Reading passage:
Mark Pike

No. 57, 94
- Positions: Linebacker, defensive end, special teamer

Personal information
- Born: December 27, 1963 Elizabethtown, Kentucky, U.S.
- Died: December 8, 2021 (aged 57)
- Listed height: 6 ft 4 in (1.93 m)
- Listed weight: 272 lb (123 kg)

Career information
- High school: Dixie Heights (Edgewood, Kentucky)
- College: Georgia Tech
- NFL draft: 1986: 7th round, 178th overall pick

Career history
- Buffalo Bills (1986–1998);

Career NFL statistics
- Tackles: 41
- Fumble recoveries: 1
- Sacks: 1
- Stats at Pro Football Reference

= Mark Pike =

American football player (1963–2021)

Mark Harold Pike (December 27, 1963 – December 8, 2021) was an American professional football player who was a linebacker, defensive end, and special teamer for twelve seasons in the National Football League (NFL) with the Buffalo Bills. He was originally selected 178th overall in the seventh round of the 1986 NFL Draft by the Bills. He played in four Super Bowls.

==Biography==
Pike was a graduate of Dixie Heights High School in Erlanger, Kentucky.

He died on December 8, 2021, at age 57, from non-Hodgkin lymphoma complicated by COVID-19 pneumonia.

Description of the task: Rewrite the player profile between "Personal information" and "lb (123 kg)", inclusive, swapping "Listed" for "Official".

Dataset excerpt:
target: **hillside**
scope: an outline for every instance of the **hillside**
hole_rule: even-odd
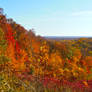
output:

Written solution:
Personal information
- Born: December 27, 1963 Elizabethtown, Kentucky, U.S.
- Died: December 8, 2021 (aged 57)
- Official height: 6 ft 4 in (1.93 m)
- Official weight: 272 lb (123 kg)